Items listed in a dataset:
'''
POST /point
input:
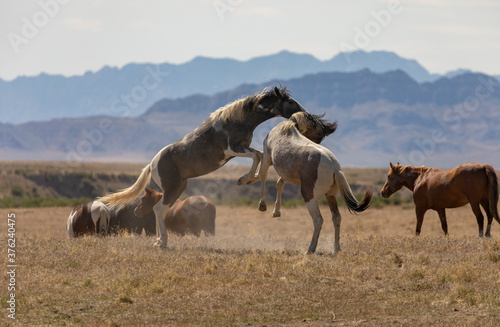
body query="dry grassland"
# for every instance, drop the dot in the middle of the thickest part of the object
(254, 273)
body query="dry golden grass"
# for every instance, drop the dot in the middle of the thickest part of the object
(254, 272)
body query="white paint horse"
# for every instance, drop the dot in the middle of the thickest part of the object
(301, 161)
(90, 218)
(226, 134)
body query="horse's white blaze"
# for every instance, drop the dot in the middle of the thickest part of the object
(100, 213)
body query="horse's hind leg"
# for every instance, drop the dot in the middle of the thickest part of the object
(486, 206)
(315, 213)
(479, 217)
(420, 212)
(336, 219)
(264, 166)
(442, 217)
(280, 184)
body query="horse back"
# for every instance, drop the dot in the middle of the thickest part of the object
(452, 188)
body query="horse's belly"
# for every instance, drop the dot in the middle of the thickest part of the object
(449, 200)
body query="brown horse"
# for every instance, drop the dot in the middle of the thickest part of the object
(301, 161)
(226, 134)
(193, 215)
(89, 218)
(437, 189)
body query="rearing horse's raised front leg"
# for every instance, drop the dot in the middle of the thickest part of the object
(256, 155)
(280, 184)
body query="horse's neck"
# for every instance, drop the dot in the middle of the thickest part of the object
(409, 181)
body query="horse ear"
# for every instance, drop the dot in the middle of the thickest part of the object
(277, 92)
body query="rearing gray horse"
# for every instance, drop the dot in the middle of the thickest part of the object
(226, 134)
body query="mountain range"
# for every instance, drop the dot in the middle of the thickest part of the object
(135, 87)
(385, 116)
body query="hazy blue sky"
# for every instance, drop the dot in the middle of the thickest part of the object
(71, 37)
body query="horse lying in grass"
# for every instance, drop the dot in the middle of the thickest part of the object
(89, 218)
(299, 160)
(193, 215)
(437, 189)
(226, 134)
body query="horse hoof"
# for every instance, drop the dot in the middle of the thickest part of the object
(262, 206)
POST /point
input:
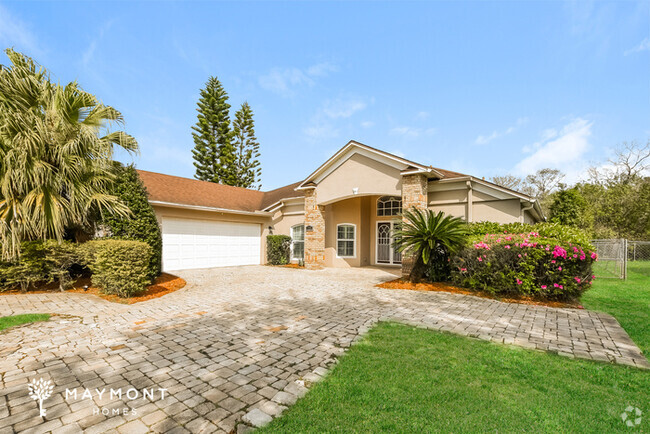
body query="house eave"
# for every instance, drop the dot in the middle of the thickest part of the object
(210, 208)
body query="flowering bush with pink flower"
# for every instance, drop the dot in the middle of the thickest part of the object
(524, 264)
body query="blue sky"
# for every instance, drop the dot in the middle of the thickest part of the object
(484, 88)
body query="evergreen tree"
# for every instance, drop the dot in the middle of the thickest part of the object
(247, 149)
(213, 150)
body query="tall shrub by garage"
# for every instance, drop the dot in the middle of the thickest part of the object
(278, 249)
(525, 264)
(142, 225)
(118, 266)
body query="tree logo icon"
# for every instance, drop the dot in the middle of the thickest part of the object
(632, 416)
(39, 391)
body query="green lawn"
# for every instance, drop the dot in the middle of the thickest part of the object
(10, 321)
(627, 300)
(402, 379)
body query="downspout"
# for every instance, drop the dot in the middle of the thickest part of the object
(470, 200)
(524, 209)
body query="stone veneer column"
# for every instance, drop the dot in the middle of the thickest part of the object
(314, 239)
(414, 194)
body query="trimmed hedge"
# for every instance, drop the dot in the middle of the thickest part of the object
(567, 234)
(278, 249)
(118, 266)
(142, 225)
(40, 262)
(525, 264)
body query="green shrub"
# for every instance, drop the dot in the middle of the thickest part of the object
(142, 225)
(118, 266)
(568, 234)
(525, 264)
(278, 249)
(40, 262)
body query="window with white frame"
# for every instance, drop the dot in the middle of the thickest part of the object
(345, 239)
(298, 242)
(389, 206)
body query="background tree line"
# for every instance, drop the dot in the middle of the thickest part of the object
(223, 153)
(614, 201)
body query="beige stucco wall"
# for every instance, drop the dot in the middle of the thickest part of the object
(528, 218)
(500, 211)
(264, 221)
(346, 211)
(369, 176)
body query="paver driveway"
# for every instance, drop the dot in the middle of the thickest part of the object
(235, 340)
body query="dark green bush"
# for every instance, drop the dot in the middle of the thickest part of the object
(118, 266)
(278, 249)
(567, 234)
(40, 262)
(524, 264)
(142, 225)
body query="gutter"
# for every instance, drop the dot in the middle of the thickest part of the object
(211, 209)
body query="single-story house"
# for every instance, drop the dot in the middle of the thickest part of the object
(342, 215)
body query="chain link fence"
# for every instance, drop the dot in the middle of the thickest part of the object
(638, 251)
(612, 258)
(617, 256)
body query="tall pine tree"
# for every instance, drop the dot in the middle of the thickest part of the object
(213, 149)
(246, 149)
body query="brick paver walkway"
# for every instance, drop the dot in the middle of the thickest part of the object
(238, 345)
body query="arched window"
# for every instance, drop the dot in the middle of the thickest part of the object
(298, 242)
(389, 205)
(346, 240)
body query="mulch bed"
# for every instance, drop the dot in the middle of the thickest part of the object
(447, 287)
(287, 266)
(164, 284)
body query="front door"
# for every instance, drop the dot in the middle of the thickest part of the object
(386, 251)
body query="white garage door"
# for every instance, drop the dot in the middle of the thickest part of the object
(189, 243)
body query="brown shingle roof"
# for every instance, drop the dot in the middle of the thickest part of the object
(186, 191)
(286, 192)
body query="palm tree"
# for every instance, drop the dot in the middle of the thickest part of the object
(424, 233)
(55, 155)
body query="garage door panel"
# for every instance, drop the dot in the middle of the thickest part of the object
(190, 243)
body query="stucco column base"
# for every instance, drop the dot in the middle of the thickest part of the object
(414, 195)
(314, 232)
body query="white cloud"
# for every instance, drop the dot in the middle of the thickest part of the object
(87, 56)
(484, 140)
(643, 46)
(343, 108)
(321, 131)
(564, 150)
(284, 81)
(412, 132)
(322, 125)
(16, 33)
(321, 69)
'''
■ Task to complete:
Leaving aside the images, write out the entries above word for word.

■ Task result:
POST /point
input:
body query="dry grassland"
# for every instance, drop the dot in the middle of the thickest part of the object
(254, 273)
body query="dry golden grass"
# for every instance, drop the dot in the middle of the thickest part of the object
(254, 272)
body query="white paint horse"
# for every instance, drop the dot in the middle of the thickest part of the object
(301, 161)
(90, 218)
(226, 134)
body query="horse's white blaze"
# for every instance, drop the dot in the middle of the thickest part of the object
(100, 213)
body query="horse's hind leg"
# for every instance, drop the dot in the middle of the thickest part of the object
(486, 206)
(315, 213)
(479, 217)
(420, 212)
(336, 219)
(264, 166)
(442, 217)
(280, 184)
body query="horse back"
# for every instance, drop the dot in the middle of the thickest part of the object
(452, 188)
body query="horse's belly"
# for every instance, drop the dot in the middle of the thickest part of the object
(449, 200)
body query="brown horse"
# for every instance, drop the dot in the middle of the thickest part of the object
(301, 161)
(226, 134)
(193, 215)
(89, 218)
(437, 189)
body query="rearing horse's raised front leg"
# for every instance, drop the dot in the middle of the thickest part of the object
(256, 155)
(280, 184)
body query="horse's neck"
# for every instance, drop the dot in the middle of the thickest part of the object
(409, 181)
body query="horse ear"
# for every instance, drop the dot in the middle of the thickest part of the object
(277, 92)
body query="rearing gray horse"
# for every instance, drop the dot in the middle of the thickest part of the object
(226, 134)
body query="mountain range"
# for every instance, drop the dot in the middle of the thickest part of the object
(135, 87)
(385, 116)
body query="hazy blue sky"
# for every instance, drop the dot in the middle of the thickest part of the object
(71, 37)
body query="horse lying in grass"
# for every instance, drop the dot in the middle of the thickest part of the object
(89, 218)
(299, 160)
(193, 215)
(437, 189)
(226, 134)
body query="horse hoof"
# for every instance, drop the dot in the middle of the thickest part of the object
(262, 206)
POST /point
input:
body query="house eave"
# for every instance, drop the dot in the middle of the thickest part of the object
(210, 208)
body query="flowering bush with pink flower"
# for every instance, drop the dot in the middle of the thickest part of the object
(524, 264)
body query="blue sky"
# for every instance, drop the dot in the middle of the thickest part of the object
(484, 88)
body query="evergreen tree"
# for every instance, drop the dot in the middle of the thickest part of the object
(247, 149)
(213, 150)
body query="tall shrub by garage"
# for every instance, drop the dot in the middle of the thickest part of the object
(278, 249)
(525, 264)
(142, 225)
(118, 266)
body query="tree logo icon"
# for every instance, drop the dot in the middle of the thickest part of the object
(632, 416)
(39, 391)
body query="green lawn"
# for every instance, drop the dot in the middle of the thickest part of the object
(10, 321)
(627, 300)
(402, 379)
body query="downspout"
# for every instance, drop the dot in the middle of the thickest part of the object
(470, 200)
(524, 209)
body query="stone veneer column"
# for every instance, drop the dot in the middle of the thickest part of the object
(314, 239)
(414, 194)
body query="trimmed hedge"
# for every instance, drop the dot in the middle of the thickest part of the object
(567, 234)
(278, 249)
(118, 266)
(142, 225)
(40, 262)
(525, 264)
body query="green shrub"
# for every instance, drop the dot in the middle of the thickest part of the object
(142, 225)
(118, 266)
(568, 234)
(525, 264)
(278, 249)
(40, 262)
body query="window with white frame"
# for every instance, drop the dot in the middle of the thickest part of the object
(345, 239)
(298, 242)
(389, 206)
body query="background tree line"
# for every instance, drop the dot in the middle of the thickest part of the object
(223, 153)
(614, 201)
body query="beige stucco wall"
# for every instance, drop the dot in the middle of the thickest part of the object
(528, 218)
(500, 211)
(264, 221)
(346, 211)
(369, 176)
body query="paver driveway"
# for every instance, drop the dot in the middle of the thickest part of the object
(235, 340)
body query="dark green bush"
# for every instance, drop the dot in the middle of the thickest part of the object
(118, 266)
(278, 249)
(567, 234)
(40, 262)
(524, 264)
(142, 225)
body query="gutter"
# for every instance, drop the dot in the middle of the thickest part of the object
(211, 209)
body query="single-story house"
# for every instance, drop the dot in the middle of the thickest part of the object
(342, 215)
body query="chain link fence"
# for every instance, drop the dot in the middle of the thickest part of the object
(638, 251)
(612, 258)
(617, 256)
body query="tall pine tree"
# for every instance, drop the dot in the middle of the thickest part of the object
(213, 149)
(246, 149)
body query="brick paver walkway"
# for every instance, drop the dot in the middle of the thickest part of the object
(238, 345)
body query="arched window"
# for every instance, drop the dot in the middle of the thickest part of the object
(298, 242)
(389, 205)
(346, 240)
body query="mulch bed"
# for every instance, drop the dot in the middle of the thickest part of the object
(447, 287)
(287, 266)
(164, 284)
body query="front door"
# for every instance, drop the dot in the middle of the thickest part of the object
(386, 251)
body query="white garage door"
# for every instance, drop the dot in the middle of the thickest part of the object
(189, 243)
body query="brown shingle roof"
# for every instance, drop the dot in the middle of the thickest part of the object
(186, 191)
(286, 192)
body query="palm tree"
# for every instance, drop the dot in the middle of the thickest part of the object
(424, 233)
(55, 155)
body query="garage door panel"
# for every instance, drop the dot in the middle of the thickest part of the object
(190, 243)
body query="stucco column base"
# for every instance, drop the dot in the middle of the thickest part of the object
(414, 195)
(314, 232)
body query="white cloud"
# for every instance, drop the dot in the middle of the thickest part of the object
(87, 56)
(484, 140)
(643, 46)
(343, 108)
(321, 131)
(564, 150)
(284, 81)
(412, 132)
(322, 125)
(16, 33)
(321, 69)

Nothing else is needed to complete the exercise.